**TEXT:**
+++++

“What if there was a better way to make and deliver pizza to you?” asked CNBC’s Jim Cramer—shirtsleeves rolled up, wagging his finger at the camera—as he passionately set up a segment of his popular Mad Money show in June 2018. “Turns out, there is, which brings me to Zume, Inc., a Silicon Valley–based startup trying to bring this industry to the modern era.” Cramer, on location in Mountain View, California, and standing in front of a shiny red food truck, quickly introduced Zume’s robots, cuing up footage of a robotic arm balletically moving pizzas in and out of ovens inside a warehouse. This, he intoned, was a revolution. “We automate everything else, why not pizza?”
When Zume cofounder Alex Garden stepped into the frame, the frenetic energy spiked further. “If you think about the huge explosion in scenarios that food companies are trying to address today,” Garden said, meaning improving margins, finding workers, and meeting consumer demand for the convenience of delivery and healthier food, “this”—Garden pointed at the vehicle—“is the key to making it all work.”
The truck behind him was tricked out with custom refrigerators, ovens, and other kitchenware that let it cook food on the go. “This is one of the most complicated things anyone’s ever attempted before,” Garden proudly explained, ticking off on his fingers all of the tech that Zume was deploying. “We’ve got artificial intelligence, we’ve got logistics networks, we’ve got positioning, robotics, automation, I could go on.”
He went on. Zume made pizza with robots in a warehouse and then finished it in these kitchens on wheels. It served three markets near San Francisco, but Garden had good news for everyone else: Zume had become a platform. “All the technology we built for Zume Pizza is now available” to any dining chain, convenience store, or grocer in the country that wanted its own roving restaurant.
“Wow!” Cramer exclaimed, going in for a hearty handshake just before commercial. “You have got one great idea.” He stopped to correct himself. “It’s not an idea, it’s a business.”
In June 2023, five years after the CNBC segment almost to the day, Zume was liquidated. The company, which raised approximately $445 million in its lifetime, is one of Silicon Valley’s most embarrassing failures.
Cause of death? Well, for one, too many ideas and not enough business.
Zume did not go under because of a huge scandal. It never committed the kind of fraud that sent Theranos founder Elizabeth Holmes to prison. Zume is a sadder kind of failure: Hundreds of accomplished people spent years trying as hard as possible to realize Zume’s world-changing vision. The company’s flameout was so ignominious for those who experienced it that neither Garden, cofounder Julia Collins, nor other senior executives agreed to speak with Fast Company for this story. Those employees who did asked to do so anonymously.

+++++

**ENTRIES PROVIDED:**
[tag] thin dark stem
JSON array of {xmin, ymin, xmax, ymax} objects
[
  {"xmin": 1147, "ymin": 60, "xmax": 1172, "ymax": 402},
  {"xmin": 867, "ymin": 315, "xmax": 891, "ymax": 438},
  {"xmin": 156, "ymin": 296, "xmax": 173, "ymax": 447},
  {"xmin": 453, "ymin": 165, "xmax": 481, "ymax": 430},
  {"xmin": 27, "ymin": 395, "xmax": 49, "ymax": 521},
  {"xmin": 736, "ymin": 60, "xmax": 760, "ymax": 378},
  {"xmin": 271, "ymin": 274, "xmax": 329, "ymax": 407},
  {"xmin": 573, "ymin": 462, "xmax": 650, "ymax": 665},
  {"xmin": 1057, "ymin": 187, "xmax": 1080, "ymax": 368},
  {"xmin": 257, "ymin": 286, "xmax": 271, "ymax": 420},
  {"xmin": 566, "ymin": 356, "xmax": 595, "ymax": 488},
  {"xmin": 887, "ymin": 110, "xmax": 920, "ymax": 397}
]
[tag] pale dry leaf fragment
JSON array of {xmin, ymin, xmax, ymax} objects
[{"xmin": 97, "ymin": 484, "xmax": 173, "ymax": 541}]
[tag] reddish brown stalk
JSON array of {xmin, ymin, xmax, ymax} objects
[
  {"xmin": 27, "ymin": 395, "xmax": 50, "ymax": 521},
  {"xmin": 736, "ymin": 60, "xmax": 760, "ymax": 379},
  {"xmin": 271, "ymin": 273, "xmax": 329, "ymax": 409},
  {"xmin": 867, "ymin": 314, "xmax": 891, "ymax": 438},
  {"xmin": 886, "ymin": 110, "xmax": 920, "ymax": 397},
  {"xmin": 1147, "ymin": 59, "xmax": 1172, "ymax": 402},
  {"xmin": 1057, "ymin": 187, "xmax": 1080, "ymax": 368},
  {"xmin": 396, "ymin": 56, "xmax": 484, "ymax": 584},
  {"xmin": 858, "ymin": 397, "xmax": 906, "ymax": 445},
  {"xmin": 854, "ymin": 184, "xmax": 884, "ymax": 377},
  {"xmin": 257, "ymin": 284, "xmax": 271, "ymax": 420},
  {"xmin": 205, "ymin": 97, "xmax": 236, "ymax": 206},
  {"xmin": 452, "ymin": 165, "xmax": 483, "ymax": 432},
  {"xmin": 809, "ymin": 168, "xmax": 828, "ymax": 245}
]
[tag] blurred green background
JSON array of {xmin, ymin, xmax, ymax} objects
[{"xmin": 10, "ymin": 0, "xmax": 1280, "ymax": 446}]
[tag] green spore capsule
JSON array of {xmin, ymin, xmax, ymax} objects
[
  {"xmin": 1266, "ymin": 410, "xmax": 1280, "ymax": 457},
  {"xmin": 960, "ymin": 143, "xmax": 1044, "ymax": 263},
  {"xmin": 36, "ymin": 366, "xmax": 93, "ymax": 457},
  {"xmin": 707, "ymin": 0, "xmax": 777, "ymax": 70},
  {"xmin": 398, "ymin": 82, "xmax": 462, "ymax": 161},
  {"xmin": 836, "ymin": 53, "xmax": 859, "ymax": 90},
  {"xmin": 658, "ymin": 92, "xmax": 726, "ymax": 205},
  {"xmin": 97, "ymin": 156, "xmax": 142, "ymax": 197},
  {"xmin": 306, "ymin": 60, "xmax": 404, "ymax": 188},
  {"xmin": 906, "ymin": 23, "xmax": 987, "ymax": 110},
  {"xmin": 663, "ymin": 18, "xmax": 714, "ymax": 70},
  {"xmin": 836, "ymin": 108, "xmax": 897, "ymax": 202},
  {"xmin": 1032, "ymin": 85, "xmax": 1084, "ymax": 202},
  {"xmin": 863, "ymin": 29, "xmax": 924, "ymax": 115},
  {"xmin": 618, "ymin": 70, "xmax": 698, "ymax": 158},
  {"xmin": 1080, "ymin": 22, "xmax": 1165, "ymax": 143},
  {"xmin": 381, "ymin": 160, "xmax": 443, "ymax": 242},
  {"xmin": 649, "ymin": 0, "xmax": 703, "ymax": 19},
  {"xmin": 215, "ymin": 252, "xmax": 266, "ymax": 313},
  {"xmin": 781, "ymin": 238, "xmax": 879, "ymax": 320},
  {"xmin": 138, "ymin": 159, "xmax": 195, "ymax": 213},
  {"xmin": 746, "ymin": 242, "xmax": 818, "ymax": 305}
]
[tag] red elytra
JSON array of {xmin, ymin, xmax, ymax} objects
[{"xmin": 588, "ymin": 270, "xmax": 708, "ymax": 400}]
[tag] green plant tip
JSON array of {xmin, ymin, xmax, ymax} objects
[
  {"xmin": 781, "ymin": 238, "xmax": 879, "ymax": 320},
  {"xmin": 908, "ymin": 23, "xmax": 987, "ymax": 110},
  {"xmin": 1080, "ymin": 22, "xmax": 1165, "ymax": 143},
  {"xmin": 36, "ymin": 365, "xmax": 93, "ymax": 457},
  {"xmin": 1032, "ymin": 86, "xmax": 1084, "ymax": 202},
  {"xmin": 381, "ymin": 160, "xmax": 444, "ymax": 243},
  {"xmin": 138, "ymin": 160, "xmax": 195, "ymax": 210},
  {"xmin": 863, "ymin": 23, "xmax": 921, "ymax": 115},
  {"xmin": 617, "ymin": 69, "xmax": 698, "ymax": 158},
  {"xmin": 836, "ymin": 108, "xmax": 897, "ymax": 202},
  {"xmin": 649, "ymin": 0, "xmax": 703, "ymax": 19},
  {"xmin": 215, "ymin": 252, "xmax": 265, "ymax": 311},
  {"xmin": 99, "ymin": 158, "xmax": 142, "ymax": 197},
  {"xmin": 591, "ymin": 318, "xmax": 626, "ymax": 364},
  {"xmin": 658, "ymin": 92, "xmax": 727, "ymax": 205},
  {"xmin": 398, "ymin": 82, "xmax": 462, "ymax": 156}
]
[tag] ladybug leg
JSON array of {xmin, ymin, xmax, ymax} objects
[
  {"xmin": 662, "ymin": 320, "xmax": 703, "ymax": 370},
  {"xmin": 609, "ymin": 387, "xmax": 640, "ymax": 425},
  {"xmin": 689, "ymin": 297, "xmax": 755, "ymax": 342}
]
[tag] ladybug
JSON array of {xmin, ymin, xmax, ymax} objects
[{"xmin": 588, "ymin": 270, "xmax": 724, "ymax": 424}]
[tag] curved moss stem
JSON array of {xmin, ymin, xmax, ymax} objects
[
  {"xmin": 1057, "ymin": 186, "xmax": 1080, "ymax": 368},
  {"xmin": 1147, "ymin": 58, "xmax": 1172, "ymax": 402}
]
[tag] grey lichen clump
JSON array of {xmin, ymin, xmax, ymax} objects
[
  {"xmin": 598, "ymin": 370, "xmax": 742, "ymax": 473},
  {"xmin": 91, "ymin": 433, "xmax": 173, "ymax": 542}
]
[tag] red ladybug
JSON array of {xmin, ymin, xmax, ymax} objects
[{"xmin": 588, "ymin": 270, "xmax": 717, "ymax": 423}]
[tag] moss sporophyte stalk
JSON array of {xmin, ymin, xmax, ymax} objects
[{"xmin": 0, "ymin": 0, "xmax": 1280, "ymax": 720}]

+++++

**REQUIRED TASK A:** Transcribe the passage of the article on Zume starting with "In June 2023, five" and going on through "most embarrassing failures.".
**REQUIRED TASK B:** Carry the article on Zume forward from its final sentence, writing the passage that would come next.

**WRITTEN REPLY A:**
In June 2023, five years after the CNBC segment almost to the day, Zume was liquidated. The company, which raised approximately $445 million in its lifetime, is one of Silicon Valley’s most embarrassing failures.

**WRITTEN REPLY B:**
Being Silicon Valley’s overfunded robot pizza startup is a terrible legacy. Bot jokes aside, many of Zume’s ideas were good: There is a role for tech in routinizing drudge work and serving customers better. Most of its technology worked, and there are tech companies and restaurant chains today pursuing the ideas that Zume glommed together in its effort to present itself as the “Amazon of food.” The analogy deliberately evoked a business so complex that it touched every part of food production and distribution. But Zume’s baroqueness—in its engineering, its financing, and its founder’s hype—doomed it.
It’s a story perfectly tailored for its time, one that begs the question: Why is the tech industry so obsessed with pizza?
Garden first got interested in what eventually became Zume after sitting next to a Pizza Hut franchisee on an airplane. “I thought, This person isn’t particularly competitive, and maybe I should learn more about pizza.”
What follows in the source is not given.